Lola Matamala hace un obituario personal del fallecido intelectual radicado en Ibiza, autor de 'Historia general de las drogas'.

/ por Lola Matamala /

A Daniel, con afecto

Hoy nos hemos enterado que ha fallecido Antonio Escohotado en su casa de Ibiza, lugar que encontró en los setenta con su primera esposa y sus dos hijos mayores nacidos. Aún no sé si su muerte ha sido de repente o esperada; el caso es que se ha muerto rodeado de su familia. Él quería que le enterraran en el Cementeri de San Antoni. Tenía ochenta años.

A este texto no sé si le puede llamar obituario, cúmulo de recuerdos de casi pava de dieciocho años o un minihomenaje que me hago a mí misma y a mis amigas de los noventa (y que siguen estando en mi vida). Tal vez sea una mezcla de las tres cosas gracias a la figura de Escohotado. Un señor con apellido poco común y que al nombrarlo simboliza lo de las drogas, lo del anarquismo y lo de su actual discurso neoliberal con base filosófica porque fue profesor de la UNED y autor del manual de más de seiscientas páginas que me tocó estudiar: Filosofía y metodología de las ciencias sociales (UNED, 1988) Por ende, tradujo bien a Hobbes o a Jefferson.

OBJETIVO: Por favor, continúa el texto sobre Antonio Escohotado a partir de su última frase.

Registros de un conjunto de datos:
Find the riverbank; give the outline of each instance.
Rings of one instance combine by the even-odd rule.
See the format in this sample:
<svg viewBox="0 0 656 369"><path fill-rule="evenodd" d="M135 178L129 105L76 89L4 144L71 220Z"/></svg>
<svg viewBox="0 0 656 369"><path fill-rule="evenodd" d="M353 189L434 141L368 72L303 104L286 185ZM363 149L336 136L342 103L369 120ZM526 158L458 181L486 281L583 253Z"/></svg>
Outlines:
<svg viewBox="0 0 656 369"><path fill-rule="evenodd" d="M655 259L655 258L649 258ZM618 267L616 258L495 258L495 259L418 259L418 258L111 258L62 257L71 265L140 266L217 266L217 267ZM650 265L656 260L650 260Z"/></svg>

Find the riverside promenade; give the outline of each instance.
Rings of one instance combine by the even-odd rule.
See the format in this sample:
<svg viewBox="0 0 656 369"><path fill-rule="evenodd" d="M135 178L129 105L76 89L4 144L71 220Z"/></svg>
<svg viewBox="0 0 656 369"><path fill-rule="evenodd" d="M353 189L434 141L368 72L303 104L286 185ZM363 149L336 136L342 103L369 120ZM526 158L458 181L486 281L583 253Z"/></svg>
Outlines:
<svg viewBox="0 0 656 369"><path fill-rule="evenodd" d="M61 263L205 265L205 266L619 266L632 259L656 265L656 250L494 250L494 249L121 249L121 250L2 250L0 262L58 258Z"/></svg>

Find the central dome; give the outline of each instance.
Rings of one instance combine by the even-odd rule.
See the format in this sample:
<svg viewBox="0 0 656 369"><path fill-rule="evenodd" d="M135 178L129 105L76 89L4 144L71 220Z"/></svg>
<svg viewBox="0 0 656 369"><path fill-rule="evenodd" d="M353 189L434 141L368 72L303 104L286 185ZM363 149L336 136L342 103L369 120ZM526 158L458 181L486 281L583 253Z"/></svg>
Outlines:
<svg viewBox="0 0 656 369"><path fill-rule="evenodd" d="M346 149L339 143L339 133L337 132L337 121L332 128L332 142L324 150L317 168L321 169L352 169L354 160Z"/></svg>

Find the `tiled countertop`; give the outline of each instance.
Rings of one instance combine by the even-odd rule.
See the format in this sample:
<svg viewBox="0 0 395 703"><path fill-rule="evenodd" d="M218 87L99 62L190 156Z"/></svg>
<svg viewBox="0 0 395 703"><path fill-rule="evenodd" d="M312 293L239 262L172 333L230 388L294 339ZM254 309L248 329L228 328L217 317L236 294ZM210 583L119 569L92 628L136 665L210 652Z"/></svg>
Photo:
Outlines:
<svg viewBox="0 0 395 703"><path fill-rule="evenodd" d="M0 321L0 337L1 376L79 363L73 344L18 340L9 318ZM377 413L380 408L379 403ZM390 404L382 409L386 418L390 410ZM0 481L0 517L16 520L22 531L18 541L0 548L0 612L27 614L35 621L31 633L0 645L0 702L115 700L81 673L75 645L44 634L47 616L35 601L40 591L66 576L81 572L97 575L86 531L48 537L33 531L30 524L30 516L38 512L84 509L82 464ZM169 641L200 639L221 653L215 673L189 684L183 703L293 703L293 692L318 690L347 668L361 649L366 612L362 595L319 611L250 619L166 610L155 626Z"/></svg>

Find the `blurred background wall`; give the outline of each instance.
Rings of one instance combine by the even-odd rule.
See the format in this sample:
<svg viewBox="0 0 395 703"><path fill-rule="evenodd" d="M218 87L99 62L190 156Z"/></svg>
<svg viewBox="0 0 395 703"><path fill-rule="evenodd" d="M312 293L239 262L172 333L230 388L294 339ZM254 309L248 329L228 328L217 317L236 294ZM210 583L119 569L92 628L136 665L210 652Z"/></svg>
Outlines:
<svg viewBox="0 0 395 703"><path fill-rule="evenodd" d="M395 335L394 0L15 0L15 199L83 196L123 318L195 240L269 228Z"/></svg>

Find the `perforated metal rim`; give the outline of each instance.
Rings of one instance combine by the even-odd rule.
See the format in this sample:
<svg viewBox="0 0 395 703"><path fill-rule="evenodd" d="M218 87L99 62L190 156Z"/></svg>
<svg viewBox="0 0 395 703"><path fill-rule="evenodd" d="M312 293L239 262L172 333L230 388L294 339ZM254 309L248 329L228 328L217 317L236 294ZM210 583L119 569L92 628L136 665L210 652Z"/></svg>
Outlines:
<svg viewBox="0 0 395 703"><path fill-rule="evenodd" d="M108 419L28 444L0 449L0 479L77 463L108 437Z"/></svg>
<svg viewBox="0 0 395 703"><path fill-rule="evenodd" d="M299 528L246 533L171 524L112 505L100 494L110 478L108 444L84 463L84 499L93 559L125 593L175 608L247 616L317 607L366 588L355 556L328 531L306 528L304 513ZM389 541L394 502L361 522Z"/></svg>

RESPUESTA FINAL:
Tengo que decir que nunca le conocí personalmente, pero hablé una vez con él por teléfono. Tenía diecinueve (de los de entonces) y preparábamos un acto en torno al manifiesto que Cambio16 y su director de entonces, el recordado Juan Tomás de Salas, publicaron sobre la legalización de las drogas. Un manifiesto firmado por García Márquez o Vázquez Montalbán y que causó mucha sensación —incluso frenesí— en el momento. De Salas estaba invitado y tenía que intentarlo con Escohotado. Le llamé a su despacho de la UNED. Era una llamada de fijo a fijo, que conste. No contestó, pero le dejé un mensaje en el contestador. A las dos horas me devolvió la llamada. Al descolgar, me dijo que era él y shockeé un poco. El diálogo fue corto, porque me dijo que él movía la cartera por sesenta mil pesetas y que, como no lo iba a haber, no podía asistir. Fue educado, honesto y muy seductor. Era Escohotado y podía decir y hacer casi lo que le diera la gana.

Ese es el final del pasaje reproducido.